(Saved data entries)
== Segment start ==

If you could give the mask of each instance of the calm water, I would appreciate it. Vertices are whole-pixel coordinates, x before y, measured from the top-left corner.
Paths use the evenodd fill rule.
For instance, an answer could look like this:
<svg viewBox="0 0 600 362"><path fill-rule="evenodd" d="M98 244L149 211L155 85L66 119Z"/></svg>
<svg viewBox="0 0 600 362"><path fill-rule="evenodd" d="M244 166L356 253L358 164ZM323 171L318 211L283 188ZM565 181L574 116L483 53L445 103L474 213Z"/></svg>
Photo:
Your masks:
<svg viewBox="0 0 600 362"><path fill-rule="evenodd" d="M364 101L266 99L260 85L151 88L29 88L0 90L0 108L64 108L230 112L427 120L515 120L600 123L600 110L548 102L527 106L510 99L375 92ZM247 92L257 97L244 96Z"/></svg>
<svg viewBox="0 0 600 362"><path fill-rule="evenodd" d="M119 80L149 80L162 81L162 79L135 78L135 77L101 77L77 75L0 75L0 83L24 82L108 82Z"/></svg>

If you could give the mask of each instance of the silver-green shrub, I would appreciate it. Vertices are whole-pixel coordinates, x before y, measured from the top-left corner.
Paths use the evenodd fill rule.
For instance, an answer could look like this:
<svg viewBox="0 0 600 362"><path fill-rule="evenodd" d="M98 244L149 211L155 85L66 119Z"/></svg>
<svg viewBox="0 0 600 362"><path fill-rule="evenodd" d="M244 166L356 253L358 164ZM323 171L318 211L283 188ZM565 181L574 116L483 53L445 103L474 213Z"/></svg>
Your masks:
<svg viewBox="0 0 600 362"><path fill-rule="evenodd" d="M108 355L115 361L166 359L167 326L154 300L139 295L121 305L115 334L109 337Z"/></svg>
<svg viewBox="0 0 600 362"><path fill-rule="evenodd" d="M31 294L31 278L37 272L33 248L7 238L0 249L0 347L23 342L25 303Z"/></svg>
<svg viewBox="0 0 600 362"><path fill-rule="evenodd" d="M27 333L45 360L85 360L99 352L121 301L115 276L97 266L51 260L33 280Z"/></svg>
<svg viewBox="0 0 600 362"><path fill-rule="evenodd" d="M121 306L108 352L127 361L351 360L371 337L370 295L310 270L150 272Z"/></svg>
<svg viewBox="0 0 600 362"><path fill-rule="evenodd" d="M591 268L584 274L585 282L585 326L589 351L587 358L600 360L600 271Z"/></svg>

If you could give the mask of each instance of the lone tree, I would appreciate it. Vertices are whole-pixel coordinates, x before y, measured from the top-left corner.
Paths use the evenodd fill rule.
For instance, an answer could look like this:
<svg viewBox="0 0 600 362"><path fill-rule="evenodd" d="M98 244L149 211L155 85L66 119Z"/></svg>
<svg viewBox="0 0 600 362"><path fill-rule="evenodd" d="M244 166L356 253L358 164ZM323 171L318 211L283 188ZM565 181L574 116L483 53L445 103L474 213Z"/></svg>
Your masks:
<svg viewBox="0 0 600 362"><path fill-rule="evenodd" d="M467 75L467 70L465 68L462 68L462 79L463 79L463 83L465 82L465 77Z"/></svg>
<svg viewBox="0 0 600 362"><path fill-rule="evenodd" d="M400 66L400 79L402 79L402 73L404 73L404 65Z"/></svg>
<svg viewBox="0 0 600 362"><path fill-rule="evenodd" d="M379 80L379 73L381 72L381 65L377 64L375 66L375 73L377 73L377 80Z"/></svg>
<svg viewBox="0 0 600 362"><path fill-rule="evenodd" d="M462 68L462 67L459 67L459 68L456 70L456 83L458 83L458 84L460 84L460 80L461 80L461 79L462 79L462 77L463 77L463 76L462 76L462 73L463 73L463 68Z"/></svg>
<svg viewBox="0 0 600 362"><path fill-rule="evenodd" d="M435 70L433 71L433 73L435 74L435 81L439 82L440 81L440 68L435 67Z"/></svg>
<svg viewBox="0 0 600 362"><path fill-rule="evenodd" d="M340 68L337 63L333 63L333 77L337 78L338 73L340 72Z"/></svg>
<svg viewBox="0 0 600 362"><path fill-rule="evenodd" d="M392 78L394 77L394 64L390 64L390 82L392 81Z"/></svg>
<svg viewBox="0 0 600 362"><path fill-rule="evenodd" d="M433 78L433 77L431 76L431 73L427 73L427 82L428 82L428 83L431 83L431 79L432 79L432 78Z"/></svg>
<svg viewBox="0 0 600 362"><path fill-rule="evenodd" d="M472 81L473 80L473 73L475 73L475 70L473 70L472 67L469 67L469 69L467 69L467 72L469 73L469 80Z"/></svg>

== Segment end ==

**WORK INSTRUCTIONS**
From the entries, report each line that includes the word "corner".

**COMPLETED EXERCISE**
If you could give the mask of each instance of the calm water, I would appreciate it. Vertices are whole-pixel coordinates, x before y, measured from the top-left corner.
If you could give the mask of each instance of the silver-green shrub, I would appreciate it. Vertices are whole-pixel coordinates, x before y, measured from the top-left corner.
If you could give the mask of each instance of the lone tree, I would appreciate it. Vertices are whole-pixel coordinates, x before y, measured from the top-left corner.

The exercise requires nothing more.